__Problem statement__:
Write out every line of the material exactly as it appears.

Pointing records
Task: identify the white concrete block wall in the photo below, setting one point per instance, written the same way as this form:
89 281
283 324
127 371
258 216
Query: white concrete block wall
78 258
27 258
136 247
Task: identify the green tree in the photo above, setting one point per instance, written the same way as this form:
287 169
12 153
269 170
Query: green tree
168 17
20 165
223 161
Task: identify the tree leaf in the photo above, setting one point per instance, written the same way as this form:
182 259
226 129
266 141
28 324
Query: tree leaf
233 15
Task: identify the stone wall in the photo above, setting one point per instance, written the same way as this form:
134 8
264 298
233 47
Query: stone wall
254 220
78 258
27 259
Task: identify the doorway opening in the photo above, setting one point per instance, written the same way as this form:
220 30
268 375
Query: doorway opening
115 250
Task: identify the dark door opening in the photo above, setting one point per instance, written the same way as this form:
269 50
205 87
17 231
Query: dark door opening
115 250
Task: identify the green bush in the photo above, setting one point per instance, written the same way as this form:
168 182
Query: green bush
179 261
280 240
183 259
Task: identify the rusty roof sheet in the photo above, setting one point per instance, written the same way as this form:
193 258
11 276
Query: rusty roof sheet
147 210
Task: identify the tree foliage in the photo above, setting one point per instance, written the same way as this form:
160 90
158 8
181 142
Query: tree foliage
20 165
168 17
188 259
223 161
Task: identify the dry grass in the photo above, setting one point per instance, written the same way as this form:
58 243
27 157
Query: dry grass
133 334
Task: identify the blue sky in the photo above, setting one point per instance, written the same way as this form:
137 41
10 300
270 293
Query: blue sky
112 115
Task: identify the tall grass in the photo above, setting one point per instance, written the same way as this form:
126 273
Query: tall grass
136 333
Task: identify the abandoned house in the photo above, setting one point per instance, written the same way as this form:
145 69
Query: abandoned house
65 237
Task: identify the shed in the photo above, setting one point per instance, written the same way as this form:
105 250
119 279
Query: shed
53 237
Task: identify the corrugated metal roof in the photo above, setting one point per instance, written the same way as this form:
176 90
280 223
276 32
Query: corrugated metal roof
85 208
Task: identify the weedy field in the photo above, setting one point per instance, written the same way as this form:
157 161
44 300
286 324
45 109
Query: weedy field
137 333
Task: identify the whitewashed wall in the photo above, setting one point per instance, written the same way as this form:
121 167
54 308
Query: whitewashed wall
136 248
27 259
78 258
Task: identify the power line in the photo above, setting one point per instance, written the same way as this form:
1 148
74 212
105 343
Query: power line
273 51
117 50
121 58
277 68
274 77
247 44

__Finished exercise__:
Task: identify the white concrete block wall in the photo below, setting one point per instance, written the same way as this form:
89 281
283 324
127 371
258 216
Query: white concrete block wall
78 258
27 258
136 247
Task: identify the green tree in the photo above, setting one point per instance, written the same way as this form:
287 169
12 153
269 170
Query: green tree
168 17
20 165
223 161
Task: identify the tree leaf in the photo above, setting one point per instance, written the same way as this form:
182 259
226 129
266 141
28 324
Query: tree leaf
233 15
Task: identify the stone wall in the photo above, setting one point per instance, written the same way as this form:
134 8
264 298
233 47
Query: stone wall
254 220
78 258
27 259
Task: identify the doorway opening in the photo above, setting one point per instance, written the same way as this form:
220 30
268 375
Query: doorway opening
115 250
Task: identify the dark door opening in the photo above, setting one point per instance, written the same way as this form:
269 50
205 87
17 231
Query: dark door opening
115 250
Task: identify the green bush in the photo above, setting one point per instance, written the same way as this form:
168 182
Query: green bush
179 261
280 240
183 259
Task: identify the rusty roof sheet in the photo above, setting one point per instance, written the same way as this form:
193 258
11 276
Query: rusty roof sheet
147 210
Task: identify the tree foliage in the photo above, setting one point per instance, written the same way as this form:
160 90
158 8
181 142
Query: tree foliage
20 165
168 17
188 259
223 161
Task: identify the dry grass in the photo above, setting one point per instance, written the same way as this form:
58 243
27 157
Query: dry grass
133 334
Task: identify the blue sky in the photo above, setting one point per instance, written the same way as this form:
137 41
10 300
270 293
Query: blue sky
112 115
Task: identify the tall grass in the photo above, setting one point per instance, written the same way as this form:
126 273
Query: tall grass
136 333
Task: identify the abandoned house in the photo above, setting one point per instance, written the same way as this form:
145 69
Query: abandoned house
65 237
Task: identify the shed in the photo above, setting one point per instance, written the same way as this form:
105 250
119 279
Query: shed
53 237
Task: identify the corrugated metal roof in the photo above, setting one point per instance, written the same way as this form:
176 90
280 223
276 32
Query: corrugated metal roof
85 208
Task: identify the weedy field in the photo above, setting one point per instance, written the same way as this form:
157 161
44 300
286 324
45 109
Query: weedy field
137 333
Task: identify the whitewashed wall in the photo above, setting one point per instance, written the same way as this form:
121 167
54 308
Query: whitewashed wall
136 248
27 259
78 258
Task: identify the power line in the photo above, setting one point per instance, written the same way as this form:
1 148
74 212
105 343
Query: power line
273 51
117 50
121 58
277 68
274 77
247 44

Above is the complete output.